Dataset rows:

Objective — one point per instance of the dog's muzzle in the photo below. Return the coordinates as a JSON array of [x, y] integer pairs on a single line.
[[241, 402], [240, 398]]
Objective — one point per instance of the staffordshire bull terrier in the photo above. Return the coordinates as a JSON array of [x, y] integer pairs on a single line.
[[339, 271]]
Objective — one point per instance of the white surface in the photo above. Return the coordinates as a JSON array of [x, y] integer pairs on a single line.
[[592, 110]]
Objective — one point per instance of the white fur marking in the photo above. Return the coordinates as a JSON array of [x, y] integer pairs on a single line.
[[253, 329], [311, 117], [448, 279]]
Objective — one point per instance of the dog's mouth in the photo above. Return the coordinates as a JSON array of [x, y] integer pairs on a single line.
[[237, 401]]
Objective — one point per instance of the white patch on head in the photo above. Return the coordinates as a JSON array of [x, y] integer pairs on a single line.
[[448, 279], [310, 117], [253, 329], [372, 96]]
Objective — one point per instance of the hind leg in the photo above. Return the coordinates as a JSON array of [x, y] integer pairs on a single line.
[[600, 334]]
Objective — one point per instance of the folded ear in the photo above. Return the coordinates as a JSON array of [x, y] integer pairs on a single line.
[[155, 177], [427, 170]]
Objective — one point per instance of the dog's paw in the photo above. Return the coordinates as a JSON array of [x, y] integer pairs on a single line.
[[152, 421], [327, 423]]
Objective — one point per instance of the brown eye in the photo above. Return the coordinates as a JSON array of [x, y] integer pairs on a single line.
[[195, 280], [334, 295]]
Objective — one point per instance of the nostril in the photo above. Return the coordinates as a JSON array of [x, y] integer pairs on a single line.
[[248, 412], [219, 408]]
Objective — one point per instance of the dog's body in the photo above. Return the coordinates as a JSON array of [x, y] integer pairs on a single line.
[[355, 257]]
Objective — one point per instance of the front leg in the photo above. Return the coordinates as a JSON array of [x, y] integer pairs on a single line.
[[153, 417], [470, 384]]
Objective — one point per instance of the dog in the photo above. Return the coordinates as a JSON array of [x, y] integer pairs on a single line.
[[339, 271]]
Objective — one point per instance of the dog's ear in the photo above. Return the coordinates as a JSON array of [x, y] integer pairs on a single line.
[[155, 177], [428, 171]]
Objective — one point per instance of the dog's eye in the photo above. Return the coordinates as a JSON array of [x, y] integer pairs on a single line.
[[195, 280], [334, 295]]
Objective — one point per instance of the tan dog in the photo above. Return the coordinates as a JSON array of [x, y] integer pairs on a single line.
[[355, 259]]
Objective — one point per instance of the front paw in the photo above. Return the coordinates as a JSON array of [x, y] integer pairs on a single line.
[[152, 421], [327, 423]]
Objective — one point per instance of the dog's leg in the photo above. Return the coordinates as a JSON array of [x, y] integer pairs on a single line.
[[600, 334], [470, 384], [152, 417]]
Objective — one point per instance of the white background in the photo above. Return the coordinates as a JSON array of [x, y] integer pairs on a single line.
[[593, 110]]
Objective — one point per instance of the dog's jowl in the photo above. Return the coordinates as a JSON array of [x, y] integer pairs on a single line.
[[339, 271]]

What the exercise asks: Duplicate everything from the first line down to the line containing "[[253, 329], [311, 117], [448, 279]]", including both of those lines.

Full solution:
Objective — one point per instance of the dog's muzzle in the photo below. Return the coordinates as a JSON array of [x, y] integer pairs on a single line.
[[241, 402], [240, 398]]
Objective — one point per instance of the staffordshire bull terrier in the photo above. Return the coordinates as a JSON array of [x, y] integer pairs on a single line.
[[339, 271]]
Objective — one point per instance of the white surface in the photo above. Return the coordinates as a JSON array of [x, y] integer pairs on a single line.
[[592, 110]]
Objective — one point per instance of the white fur marking in the photo above. Return the coordinates as a JSON array of [x, y] integer pairs on a single line.
[[253, 329], [311, 117], [448, 279]]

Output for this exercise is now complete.